__Assigned task__. Each entry below is to be duplicated verbatim.
=====
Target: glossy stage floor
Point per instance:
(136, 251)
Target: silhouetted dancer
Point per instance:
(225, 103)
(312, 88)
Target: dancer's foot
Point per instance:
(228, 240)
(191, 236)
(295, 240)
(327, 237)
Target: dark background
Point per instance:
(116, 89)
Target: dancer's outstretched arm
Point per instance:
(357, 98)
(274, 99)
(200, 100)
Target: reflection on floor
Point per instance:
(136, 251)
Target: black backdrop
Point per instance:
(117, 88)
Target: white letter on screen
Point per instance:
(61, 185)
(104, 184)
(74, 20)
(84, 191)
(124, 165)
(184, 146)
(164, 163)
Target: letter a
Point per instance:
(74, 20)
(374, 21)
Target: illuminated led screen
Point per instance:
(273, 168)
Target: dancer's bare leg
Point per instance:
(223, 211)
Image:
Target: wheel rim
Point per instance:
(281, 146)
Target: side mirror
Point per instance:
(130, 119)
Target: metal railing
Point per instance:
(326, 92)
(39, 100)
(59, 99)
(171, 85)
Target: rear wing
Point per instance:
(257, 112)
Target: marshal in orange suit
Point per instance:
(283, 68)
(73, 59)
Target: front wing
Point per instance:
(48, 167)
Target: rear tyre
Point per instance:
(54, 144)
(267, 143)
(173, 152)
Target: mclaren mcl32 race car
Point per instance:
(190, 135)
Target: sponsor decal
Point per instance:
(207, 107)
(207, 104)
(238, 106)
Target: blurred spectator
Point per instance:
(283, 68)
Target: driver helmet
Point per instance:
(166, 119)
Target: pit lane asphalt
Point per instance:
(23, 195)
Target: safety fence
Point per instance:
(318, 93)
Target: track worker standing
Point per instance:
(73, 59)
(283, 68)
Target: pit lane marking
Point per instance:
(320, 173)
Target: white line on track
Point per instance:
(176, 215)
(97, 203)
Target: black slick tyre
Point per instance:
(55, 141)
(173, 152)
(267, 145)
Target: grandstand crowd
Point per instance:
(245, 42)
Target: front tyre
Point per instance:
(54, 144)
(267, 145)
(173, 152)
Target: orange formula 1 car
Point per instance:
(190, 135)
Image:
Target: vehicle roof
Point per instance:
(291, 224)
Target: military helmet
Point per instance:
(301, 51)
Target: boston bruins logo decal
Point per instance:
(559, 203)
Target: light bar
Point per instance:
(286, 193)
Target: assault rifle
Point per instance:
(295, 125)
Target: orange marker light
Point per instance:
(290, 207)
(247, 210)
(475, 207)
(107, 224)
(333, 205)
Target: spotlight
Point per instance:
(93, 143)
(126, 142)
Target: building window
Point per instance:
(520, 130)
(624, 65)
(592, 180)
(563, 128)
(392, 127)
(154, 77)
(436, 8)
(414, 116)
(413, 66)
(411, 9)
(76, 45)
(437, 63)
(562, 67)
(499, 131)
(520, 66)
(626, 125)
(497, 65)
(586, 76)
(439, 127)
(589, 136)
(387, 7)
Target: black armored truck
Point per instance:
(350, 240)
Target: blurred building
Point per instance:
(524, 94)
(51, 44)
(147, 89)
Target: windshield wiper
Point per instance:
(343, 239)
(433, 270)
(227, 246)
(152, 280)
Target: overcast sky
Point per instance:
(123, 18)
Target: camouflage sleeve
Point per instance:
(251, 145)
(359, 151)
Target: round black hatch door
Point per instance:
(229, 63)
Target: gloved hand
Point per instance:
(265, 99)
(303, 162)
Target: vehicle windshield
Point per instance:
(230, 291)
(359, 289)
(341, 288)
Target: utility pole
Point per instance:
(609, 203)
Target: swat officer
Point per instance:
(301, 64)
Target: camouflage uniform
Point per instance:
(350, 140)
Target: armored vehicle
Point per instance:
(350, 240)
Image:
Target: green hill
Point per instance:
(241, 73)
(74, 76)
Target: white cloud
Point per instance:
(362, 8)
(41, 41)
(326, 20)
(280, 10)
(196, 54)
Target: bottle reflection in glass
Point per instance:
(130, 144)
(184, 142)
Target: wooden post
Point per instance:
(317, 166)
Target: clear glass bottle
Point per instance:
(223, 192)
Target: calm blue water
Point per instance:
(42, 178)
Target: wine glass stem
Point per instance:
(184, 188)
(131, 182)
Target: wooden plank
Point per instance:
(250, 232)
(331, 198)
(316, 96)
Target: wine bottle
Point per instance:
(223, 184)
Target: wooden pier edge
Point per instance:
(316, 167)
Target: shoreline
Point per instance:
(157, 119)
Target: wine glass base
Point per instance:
=====
__Solution__.
Target: glossy stage floor
Point per instance:
(136, 251)
Target: silhouetted dancer
Point per instance:
(225, 103)
(312, 88)
Target: dancer's foot
Point per instance:
(228, 240)
(191, 236)
(295, 240)
(327, 237)
Target: dark background
Point per instance:
(116, 89)
Target: dancer's outstretched arm
Point per instance:
(357, 98)
(274, 99)
(200, 100)
Target: reflection on floor
Point per instance:
(136, 251)
Target: black backdrop
Point per instance:
(117, 88)
Target: white letter on screen
Point per instance:
(61, 185)
(104, 184)
(74, 20)
(84, 191)
(124, 165)
(184, 146)
(164, 163)
Target: letter a
Point per instance:
(74, 20)
(374, 21)
Target: illuminated led screen
Point per instance:
(273, 168)
Target: dancer's bare leg
Point per instance:
(223, 211)
Image:
Target: wheel rim
Point per instance:
(281, 146)
Target: side mirror
Point per instance:
(130, 119)
Target: metal railing
Point per instance:
(326, 92)
(39, 100)
(59, 99)
(171, 85)
Target: rear wing
Point per instance:
(257, 112)
Target: marshal in orange suit
Point per instance:
(283, 68)
(73, 59)
Target: front wing
Point per instance:
(48, 167)
Target: rear tyre
Point per instance:
(54, 144)
(267, 143)
(173, 152)
Target: mclaren mcl32 race car
Point per instance:
(190, 135)
Target: sponsor decal
Point per instance:
(207, 107)
(207, 104)
(238, 106)
Target: blurred spectator
Point per instance:
(283, 68)
Target: driver helmet
Point per instance:
(166, 119)
Target: pit lane asphalt
Point per instance:
(23, 195)
Target: safety fence
Point per instance:
(318, 93)
Target: track worker standing
Point per instance:
(73, 59)
(283, 68)
Target: pit lane marking
Point per instance:
(320, 173)
Target: white line on track
Point per instance:
(176, 215)
(97, 203)
Target: black slick tyre
Point per instance:
(55, 141)
(173, 152)
(267, 145)
Target: grandstand crowd
Point per instance:
(245, 42)
Target: front tyre
Point per instance:
(54, 144)
(267, 145)
(173, 152)
Target: orange formula 1 car
Point per instance:
(190, 135)
Image:
Target: vehicle roof
Point per instance:
(291, 224)
Target: military helmet
Point per instance:
(301, 51)
Target: boston bruins logo decal
Point per instance:
(559, 203)
Target: light bar
Point per instance:
(286, 193)
Target: assault rifle
Point per instance:
(295, 125)
Target: orange marker light
Point per instance:
(290, 207)
(247, 210)
(475, 207)
(107, 224)
(333, 205)
Target: spotlight
Point per instance:
(93, 143)
(126, 142)
Target: building window
Point per instance:
(520, 130)
(624, 65)
(592, 180)
(563, 128)
(392, 127)
(154, 77)
(436, 8)
(414, 116)
(413, 66)
(411, 9)
(76, 45)
(437, 63)
(562, 67)
(499, 131)
(520, 66)
(626, 125)
(497, 65)
(586, 76)
(439, 127)
(589, 136)
(387, 7)
Target: black armored truck
Point per instance:
(350, 240)
Target: blurred building
Point per instance:
(524, 94)
(51, 44)
(147, 89)
Target: windshield wiper
Point per instance:
(343, 239)
(433, 270)
(227, 246)
(152, 280)
Target: overcast sky
Point per instance:
(123, 18)
Target: camouflage sleeve
Point per instance:
(251, 145)
(359, 151)
Target: round black hatch door
Point per instance:
(229, 63)
Target: gloved hand
Point per instance:
(265, 99)
(303, 162)
Target: vehicle windshield
Point per instance:
(230, 291)
(359, 289)
(341, 288)
Target: utility pole
Point per instance:
(609, 203)
Target: swat officer
Point per instance:
(301, 64)
Target: camouflage uniform
Point per instance:
(350, 140)
Target: armored vehicle
Point per instance:
(350, 240)
Image:
Target: green hill
Point per instance:
(241, 73)
(74, 76)
Target: white cloud
Point per instance:
(362, 8)
(41, 41)
(326, 20)
(280, 10)
(196, 54)
Target: bottle reflection in glass
Point per instance:
(130, 144)
(184, 142)
Target: wooden post
Point per instance:
(317, 166)
Target: clear glass bottle
Point per instance:
(223, 192)
Target: calm blue water
Point per instance:
(42, 178)
Target: wine glass stem
Point per instance:
(184, 188)
(131, 182)
Target: wooden plank
Point per instance:
(250, 232)
(331, 198)
(316, 96)
Target: wine bottle
Point per instance:
(223, 184)
Target: wooden pier edge
Point per instance:
(316, 167)
Target: shoreline
Point per instance:
(157, 119)
Target: wine glass base
Point per instance:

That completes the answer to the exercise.